Parti dell'esercizio>
1. Rispondi in base al diario di viaggio:
(a) Perché quella mattina non si fa colazione sulla terrazza della casa baronale?
(b) Secondo il diario di viaggio, quale tappa è più bella di quella del giorno?
(c) Su che cosa è stata costruita la chiesa in rovina che si incontra poco prima del fiume?
2. Prosegui il diario di viaggio a partire dalla frase che descrive il ponte medievale sull'Aterno.

Fontecchio-Rovere
Monte Sirente
30 maggio
Diario di viaggio
Fa troppo freddo per fare colazione sulla bella terrazza della casa baronale. Ci consoliamo con la sala affrescata. Oggi ci aspetta (sarebbe meglio dire ci spetta…) un'altra tappa lunga, con diverse risalite, che ci porterà fino all'Altopiano delle Rocche, uno dei posti più freddi d'Italia. Secondo me è la seconda tappa più bella, dopo quella di Campo Imperatore, con diverse zone d'interesse: il ponte medievale sull'Aterno, la mulattiera storica, il paese estivo, i prati del Sirente ai piedi dell'imponente parete, la foresta dell'Anatella, la più bella faggeta di questo viaggio.
Dopo aver gironzolato un po' per il borgo (molto bella la fontana con la vicina edicola affrescata), passiamo per “Porta a Piedi”, la porta del paese in direzione del fiume Aterno. La vecchia mulattiera è stata in buona parte ricoperta di cemento. Poco prima del fiume si incontra una chiesa in rovina, costruita su un preesistente edificio romano, ben riconoscibile guardando sul lato esposto a valle. Di lì scendiamo al ponte medievale, che qui chiamano romano, un ponte di pietra ad arcate multiple.

Voci archiviate>
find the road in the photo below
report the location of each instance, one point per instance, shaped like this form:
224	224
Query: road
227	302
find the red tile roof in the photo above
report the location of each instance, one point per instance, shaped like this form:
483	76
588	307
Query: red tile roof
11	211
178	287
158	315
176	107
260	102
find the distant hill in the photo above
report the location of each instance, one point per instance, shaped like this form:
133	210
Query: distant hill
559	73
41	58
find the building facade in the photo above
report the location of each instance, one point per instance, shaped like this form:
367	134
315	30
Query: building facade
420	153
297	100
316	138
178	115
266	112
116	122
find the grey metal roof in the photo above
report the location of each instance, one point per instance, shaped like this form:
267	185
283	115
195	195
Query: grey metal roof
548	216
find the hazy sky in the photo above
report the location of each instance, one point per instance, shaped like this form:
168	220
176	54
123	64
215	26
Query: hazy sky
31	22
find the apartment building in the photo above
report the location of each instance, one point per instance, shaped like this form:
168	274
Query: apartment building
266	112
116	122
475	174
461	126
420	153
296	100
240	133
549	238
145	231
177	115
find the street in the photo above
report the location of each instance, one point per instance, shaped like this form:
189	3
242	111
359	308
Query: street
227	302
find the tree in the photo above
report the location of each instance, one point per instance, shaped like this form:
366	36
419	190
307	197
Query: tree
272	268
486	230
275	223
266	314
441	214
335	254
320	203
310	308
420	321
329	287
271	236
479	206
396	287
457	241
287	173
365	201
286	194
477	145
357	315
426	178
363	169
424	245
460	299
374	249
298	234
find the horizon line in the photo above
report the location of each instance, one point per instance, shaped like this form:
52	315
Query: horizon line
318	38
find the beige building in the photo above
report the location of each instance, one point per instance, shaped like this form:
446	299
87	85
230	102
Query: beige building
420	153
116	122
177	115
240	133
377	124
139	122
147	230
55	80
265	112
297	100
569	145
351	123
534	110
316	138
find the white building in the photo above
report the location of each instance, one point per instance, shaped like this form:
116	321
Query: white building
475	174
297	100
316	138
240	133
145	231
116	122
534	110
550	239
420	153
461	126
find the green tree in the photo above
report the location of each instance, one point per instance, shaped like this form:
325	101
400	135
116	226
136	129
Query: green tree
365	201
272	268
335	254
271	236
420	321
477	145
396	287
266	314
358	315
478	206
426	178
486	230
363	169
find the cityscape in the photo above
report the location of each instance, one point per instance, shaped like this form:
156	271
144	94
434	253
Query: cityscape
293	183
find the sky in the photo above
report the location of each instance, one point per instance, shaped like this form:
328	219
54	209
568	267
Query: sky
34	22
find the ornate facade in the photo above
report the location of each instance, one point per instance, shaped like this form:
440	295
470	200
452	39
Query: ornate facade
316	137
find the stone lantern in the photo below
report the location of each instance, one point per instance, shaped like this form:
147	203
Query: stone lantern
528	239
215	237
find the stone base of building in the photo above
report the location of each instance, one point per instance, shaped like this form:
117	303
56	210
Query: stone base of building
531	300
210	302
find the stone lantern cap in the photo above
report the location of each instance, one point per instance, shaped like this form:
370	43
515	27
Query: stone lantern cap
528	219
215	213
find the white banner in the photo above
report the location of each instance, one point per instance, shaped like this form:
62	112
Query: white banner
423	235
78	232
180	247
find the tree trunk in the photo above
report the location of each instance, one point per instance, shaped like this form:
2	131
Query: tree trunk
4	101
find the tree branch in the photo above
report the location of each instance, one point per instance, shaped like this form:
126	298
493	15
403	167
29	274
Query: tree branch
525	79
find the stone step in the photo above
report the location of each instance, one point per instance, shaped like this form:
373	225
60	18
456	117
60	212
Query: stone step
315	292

Risposte per compito>
1.
(a) Perché fa troppo freddo.
(b) Quella di Campo Imperatore.
(c) Su un preesistente edificio romano.

2.
Per questo ponte passa il percorso che univa il paese invernale con quello estivo: gli abitanti legati all'agricoltura e alla pastorizia, infatti, d'estate si trasferivano su un altopiano adibito a pascolo e coltivazioni. Qui avevano costruito delle casette, dette pagliare, per avere un minimo di comodità durante la lontananza da casa. Ad unire i due paesi c'è una mulattiera molto bella, lastricata e bordata da file di pietre o muri a secco, che risale con tornanti regolari il pendio boscoso fino all'altopiano. È abbastanza ben conservata.
Oggi l'altopiano è stato riconquistato dal bosco, ma le Pagliare, raggiunte anche da una carrozzabile, sono state recuperate come casette per l'estate. Qui la vita è rustica, perché non arriva nemmeno la luce elettrica, anche se qualche casa ha i pannelli solari. Ogni borgo aveva le sue: dopo quelle di Fontecchio passiamo per quelle di Tione, che sono in una posizione molto favorevole, su un dosso tra due conche e affacciate sulla parete dolomitica del Sirente.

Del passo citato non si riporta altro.